■ **WRITTEN REQUEST**
Can you copy out the listing lines verbatim, starting at the line that contains "Traffic incident detector — please mark the patterned" and ending after the line that contains "[311,0,335,13]"?

■ **DATA ROWS**

━━━━━━━━━━━━━━━━━━━━━━━━━━━━━━

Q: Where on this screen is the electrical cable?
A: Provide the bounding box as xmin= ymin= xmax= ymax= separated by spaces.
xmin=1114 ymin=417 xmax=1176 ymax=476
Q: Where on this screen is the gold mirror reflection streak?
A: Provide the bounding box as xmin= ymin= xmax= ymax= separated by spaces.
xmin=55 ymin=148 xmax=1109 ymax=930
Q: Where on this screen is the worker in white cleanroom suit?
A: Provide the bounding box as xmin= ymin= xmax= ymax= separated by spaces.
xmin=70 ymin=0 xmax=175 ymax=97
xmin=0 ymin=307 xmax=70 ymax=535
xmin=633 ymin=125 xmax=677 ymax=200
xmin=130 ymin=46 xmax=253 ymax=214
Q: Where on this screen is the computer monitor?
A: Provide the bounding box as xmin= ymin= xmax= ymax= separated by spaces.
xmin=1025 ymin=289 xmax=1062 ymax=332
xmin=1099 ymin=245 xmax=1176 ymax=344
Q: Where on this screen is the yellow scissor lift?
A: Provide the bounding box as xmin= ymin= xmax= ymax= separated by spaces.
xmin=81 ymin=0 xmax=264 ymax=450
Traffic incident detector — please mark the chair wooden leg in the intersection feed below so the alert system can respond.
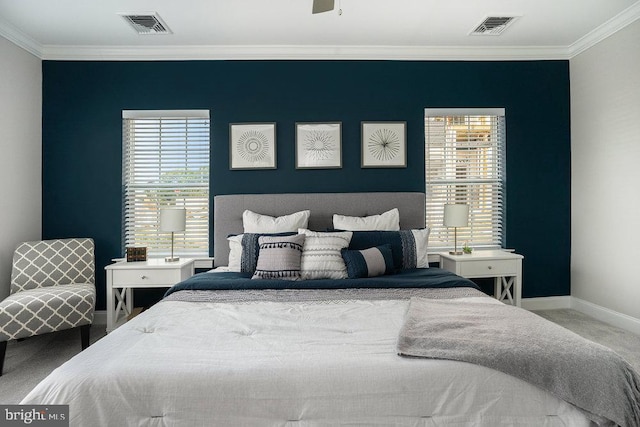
[0,341,7,377]
[80,325,91,350]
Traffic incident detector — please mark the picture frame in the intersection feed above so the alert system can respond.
[229,123,277,170]
[361,121,407,168]
[296,122,342,169]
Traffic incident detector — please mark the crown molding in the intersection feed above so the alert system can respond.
[0,17,42,59]
[567,2,640,59]
[0,2,640,61]
[42,45,567,61]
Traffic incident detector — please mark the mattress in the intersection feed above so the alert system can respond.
[22,297,590,427]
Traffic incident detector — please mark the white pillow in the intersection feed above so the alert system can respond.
[227,234,243,272]
[298,229,353,280]
[333,208,400,231]
[242,210,311,233]
[411,227,431,268]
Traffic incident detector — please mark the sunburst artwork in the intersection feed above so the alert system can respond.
[229,123,276,169]
[296,123,342,169]
[362,122,407,168]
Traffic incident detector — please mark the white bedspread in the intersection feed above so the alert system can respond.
[22,298,589,427]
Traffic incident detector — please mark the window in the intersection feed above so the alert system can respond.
[425,109,506,250]
[122,110,209,257]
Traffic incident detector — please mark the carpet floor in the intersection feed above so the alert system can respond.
[0,309,640,404]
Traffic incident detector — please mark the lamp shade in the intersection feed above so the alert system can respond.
[444,204,469,227]
[160,208,187,231]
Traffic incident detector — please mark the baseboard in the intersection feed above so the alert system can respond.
[571,297,640,335]
[93,310,107,326]
[521,295,571,310]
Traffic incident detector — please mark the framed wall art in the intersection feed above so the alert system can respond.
[229,123,277,169]
[296,122,342,169]
[361,122,407,168]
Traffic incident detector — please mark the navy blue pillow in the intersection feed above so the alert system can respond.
[348,230,417,270]
[240,232,298,274]
[342,244,394,279]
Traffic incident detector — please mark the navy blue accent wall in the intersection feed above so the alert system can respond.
[42,61,570,309]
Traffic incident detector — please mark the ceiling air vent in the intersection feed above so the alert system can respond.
[122,13,171,34]
[471,16,516,36]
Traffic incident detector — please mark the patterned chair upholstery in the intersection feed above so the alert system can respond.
[0,238,96,375]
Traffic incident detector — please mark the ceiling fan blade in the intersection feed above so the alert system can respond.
[311,0,335,13]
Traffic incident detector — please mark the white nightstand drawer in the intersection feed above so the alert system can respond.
[113,268,182,287]
[459,260,518,277]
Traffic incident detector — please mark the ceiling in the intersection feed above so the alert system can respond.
[0,0,640,60]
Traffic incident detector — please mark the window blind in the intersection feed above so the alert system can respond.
[122,110,210,256]
[425,109,506,250]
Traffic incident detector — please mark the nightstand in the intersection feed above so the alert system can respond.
[104,258,194,332]
[440,250,524,307]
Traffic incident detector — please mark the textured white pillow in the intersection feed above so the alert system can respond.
[411,227,431,268]
[333,208,400,231]
[298,229,353,280]
[242,210,311,233]
[227,234,243,272]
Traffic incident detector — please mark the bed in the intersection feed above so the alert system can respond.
[22,193,640,426]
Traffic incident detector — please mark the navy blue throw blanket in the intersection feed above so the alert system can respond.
[164,267,480,297]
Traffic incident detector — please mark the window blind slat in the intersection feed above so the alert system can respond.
[123,111,210,256]
[425,110,505,250]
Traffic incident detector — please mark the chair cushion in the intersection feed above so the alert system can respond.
[0,283,96,342]
[11,238,95,294]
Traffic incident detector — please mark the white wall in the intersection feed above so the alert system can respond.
[0,37,42,298]
[570,20,640,319]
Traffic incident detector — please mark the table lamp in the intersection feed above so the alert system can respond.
[444,204,469,255]
[160,208,187,262]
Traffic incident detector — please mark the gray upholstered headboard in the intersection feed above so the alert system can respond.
[213,192,425,267]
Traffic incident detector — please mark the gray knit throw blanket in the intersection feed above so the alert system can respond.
[398,297,640,427]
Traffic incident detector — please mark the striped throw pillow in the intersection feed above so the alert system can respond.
[298,229,353,280]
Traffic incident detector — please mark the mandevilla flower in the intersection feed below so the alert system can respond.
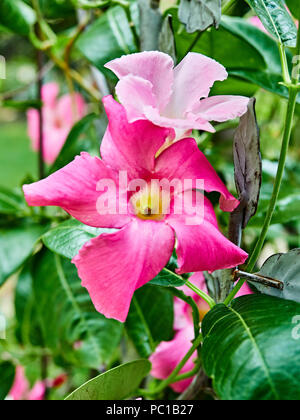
[8,366,46,401]
[24,97,247,322]
[150,272,252,393]
[27,83,86,165]
[105,51,249,139]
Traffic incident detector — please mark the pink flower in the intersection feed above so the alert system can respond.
[149,272,252,393]
[105,51,249,139]
[27,83,86,164]
[24,97,247,322]
[8,366,46,401]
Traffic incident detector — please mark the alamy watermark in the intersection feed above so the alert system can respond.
[0,314,6,340]
[292,315,300,340]
[0,55,6,79]
[97,171,205,226]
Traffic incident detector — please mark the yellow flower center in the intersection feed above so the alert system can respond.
[131,183,170,220]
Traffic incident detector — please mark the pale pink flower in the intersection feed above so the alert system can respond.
[105,51,249,139]
[149,272,252,393]
[27,83,86,164]
[8,366,46,401]
[24,97,247,322]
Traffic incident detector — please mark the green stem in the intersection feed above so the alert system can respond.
[185,281,216,309]
[222,0,237,15]
[278,42,291,84]
[139,334,203,396]
[247,86,298,272]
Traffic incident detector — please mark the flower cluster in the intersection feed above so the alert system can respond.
[24,52,248,322]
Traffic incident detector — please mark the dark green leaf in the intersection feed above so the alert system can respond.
[15,263,43,347]
[285,0,300,20]
[0,187,28,215]
[50,114,102,173]
[32,250,123,369]
[149,268,185,287]
[0,362,15,401]
[202,295,300,400]
[179,0,221,33]
[67,360,151,401]
[250,249,300,303]
[159,15,177,63]
[247,0,297,47]
[138,0,162,51]
[0,224,46,286]
[42,219,114,259]
[233,98,262,228]
[0,0,36,35]
[77,4,137,77]
[125,285,174,357]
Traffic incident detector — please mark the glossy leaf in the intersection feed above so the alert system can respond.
[285,0,300,20]
[76,4,137,77]
[66,360,151,401]
[32,250,123,369]
[50,114,103,173]
[0,223,47,286]
[0,187,27,215]
[178,0,221,33]
[250,249,300,303]
[0,0,36,35]
[15,263,43,347]
[125,285,174,357]
[202,295,300,400]
[158,15,177,63]
[247,0,297,47]
[42,219,114,259]
[0,362,15,401]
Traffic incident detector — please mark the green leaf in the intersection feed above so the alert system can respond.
[0,0,36,35]
[159,15,177,63]
[250,249,300,303]
[42,219,114,259]
[0,187,28,216]
[285,0,300,20]
[178,0,221,33]
[66,360,151,401]
[15,263,43,347]
[32,250,123,369]
[0,223,47,286]
[202,295,300,400]
[50,114,101,174]
[149,268,185,287]
[247,0,297,47]
[76,4,137,77]
[231,98,262,228]
[0,362,15,401]
[125,285,174,357]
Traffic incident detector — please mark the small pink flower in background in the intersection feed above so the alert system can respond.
[8,366,46,401]
[105,51,249,140]
[27,83,86,165]
[149,272,252,393]
[24,97,247,322]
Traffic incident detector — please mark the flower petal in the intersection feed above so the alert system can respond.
[42,82,59,108]
[73,219,175,322]
[155,139,239,211]
[116,75,157,123]
[193,95,249,122]
[164,53,228,118]
[149,323,196,393]
[105,51,174,111]
[143,106,216,133]
[23,153,130,228]
[101,96,170,179]
[167,191,248,274]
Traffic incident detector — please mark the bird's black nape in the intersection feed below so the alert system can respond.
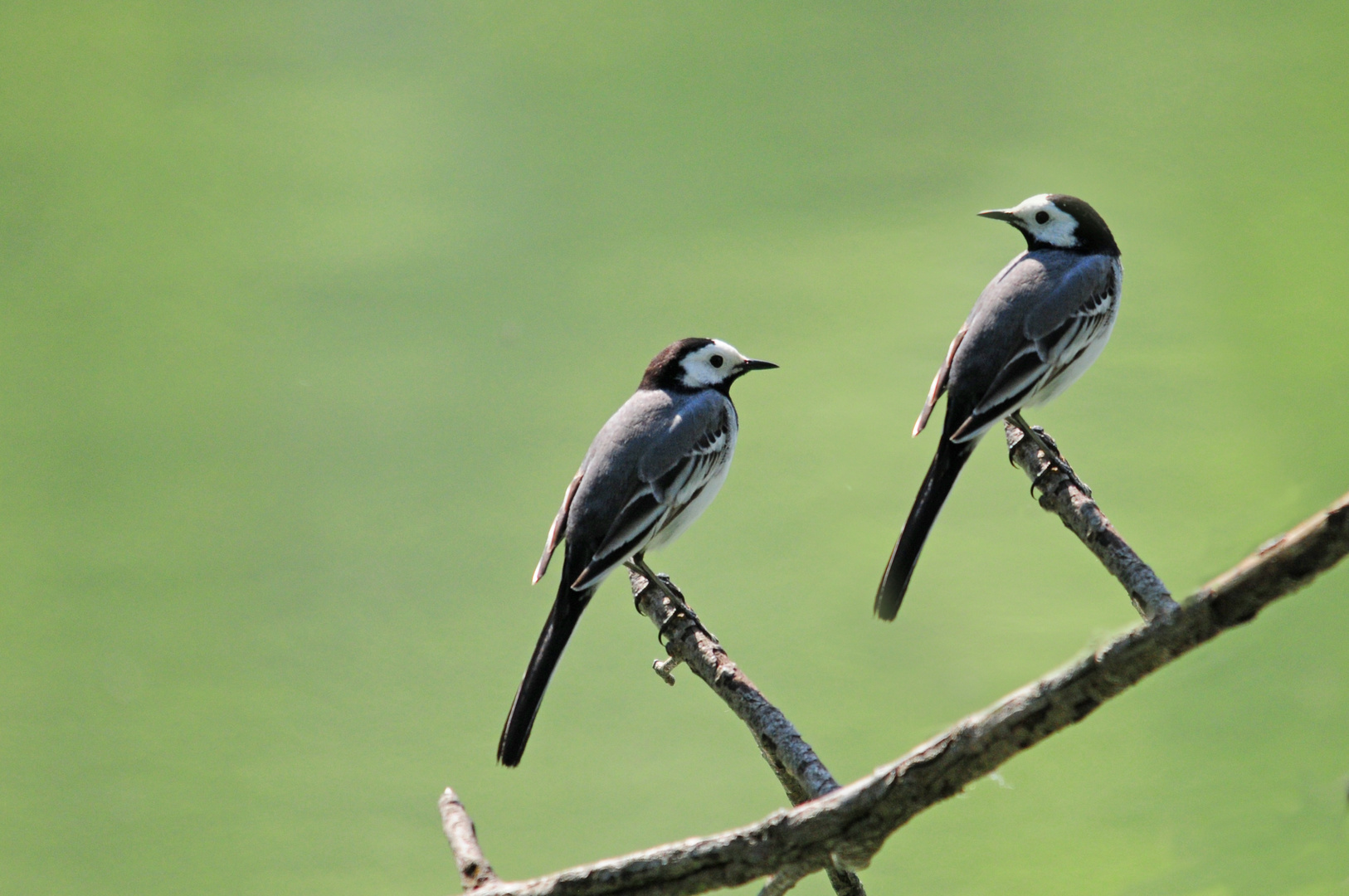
[1026,193,1120,258]
[638,336,713,392]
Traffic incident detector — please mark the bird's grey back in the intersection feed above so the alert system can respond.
[948,250,1112,410]
[567,388,735,558]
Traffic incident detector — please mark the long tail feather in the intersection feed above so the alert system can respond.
[496,575,595,767]
[875,436,974,621]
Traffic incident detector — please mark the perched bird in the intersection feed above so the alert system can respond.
[875,193,1123,620]
[496,338,777,765]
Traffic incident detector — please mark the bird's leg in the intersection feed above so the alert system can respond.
[1008,410,1091,498]
[625,552,716,641]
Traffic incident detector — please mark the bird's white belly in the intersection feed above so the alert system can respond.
[645,431,735,551]
[1023,311,1114,407]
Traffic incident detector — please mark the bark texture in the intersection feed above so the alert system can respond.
[629,572,866,896]
[442,491,1349,896]
[440,786,500,894]
[1006,421,1177,620]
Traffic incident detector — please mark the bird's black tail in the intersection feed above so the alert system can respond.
[496,585,595,767]
[875,436,976,621]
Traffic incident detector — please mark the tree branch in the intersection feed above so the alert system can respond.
[440,786,500,894]
[629,572,866,896]
[445,495,1349,896]
[1006,421,1179,620]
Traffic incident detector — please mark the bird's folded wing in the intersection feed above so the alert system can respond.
[951,258,1116,442]
[1025,255,1116,348]
[534,465,586,584]
[572,396,731,588]
[913,321,970,436]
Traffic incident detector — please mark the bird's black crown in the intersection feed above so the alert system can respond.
[1046,193,1120,258]
[638,336,713,392]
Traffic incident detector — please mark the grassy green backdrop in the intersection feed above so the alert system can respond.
[0,2,1349,896]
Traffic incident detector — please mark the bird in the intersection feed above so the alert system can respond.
[874,193,1123,621]
[496,338,777,767]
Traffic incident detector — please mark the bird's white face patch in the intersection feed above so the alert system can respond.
[679,338,745,388]
[1008,193,1078,248]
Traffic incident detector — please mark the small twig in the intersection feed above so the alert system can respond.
[759,868,813,896]
[1006,421,1179,621]
[440,786,500,894]
[447,495,1349,896]
[629,572,866,896]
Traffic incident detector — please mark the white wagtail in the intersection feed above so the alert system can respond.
[496,338,777,765]
[875,193,1123,620]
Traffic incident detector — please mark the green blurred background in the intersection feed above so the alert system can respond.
[0,2,1349,896]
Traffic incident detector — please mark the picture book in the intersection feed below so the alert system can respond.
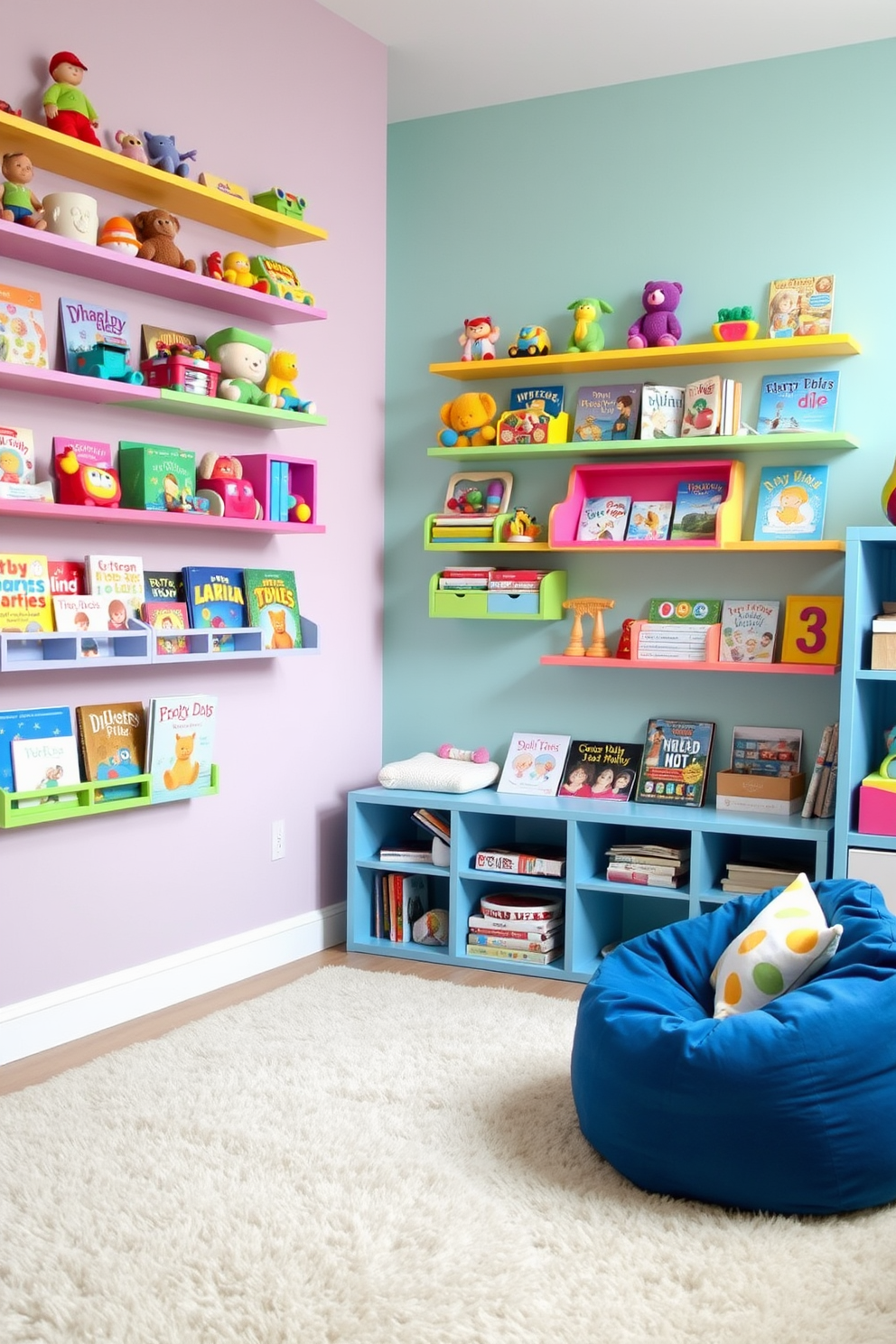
[756,369,840,434]
[59,298,133,374]
[146,695,218,802]
[144,570,187,602]
[85,555,144,630]
[635,719,716,807]
[0,551,52,630]
[753,465,827,542]
[243,570,303,649]
[626,500,673,542]
[0,426,35,485]
[0,285,50,369]
[719,597,780,663]
[143,602,190,656]
[0,705,72,793]
[672,480,727,542]
[639,383,686,438]
[11,735,80,807]
[573,383,640,443]
[769,275,835,337]
[47,559,88,597]
[75,700,146,801]
[575,495,631,542]
[497,733,570,798]
[182,565,246,653]
[557,738,643,802]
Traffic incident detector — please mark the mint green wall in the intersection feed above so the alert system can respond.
[384,41,896,766]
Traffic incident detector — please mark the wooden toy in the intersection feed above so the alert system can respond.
[567,298,612,355]
[43,51,102,149]
[253,187,308,219]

━━━━━━━━━━━━━━━━━━━━━━━━━━━━━━

■ **OUTPUT FOR THIS EXERCISE**
Traffic incident detector — please mark the patterned chair upholstery in the intersection feed above so the alert system can respond.
[0,238,96,375]
Traffic incident detector — please mark the ceiling fan blade in the intersection feed above so the alert system can respond.
[311,0,335,13]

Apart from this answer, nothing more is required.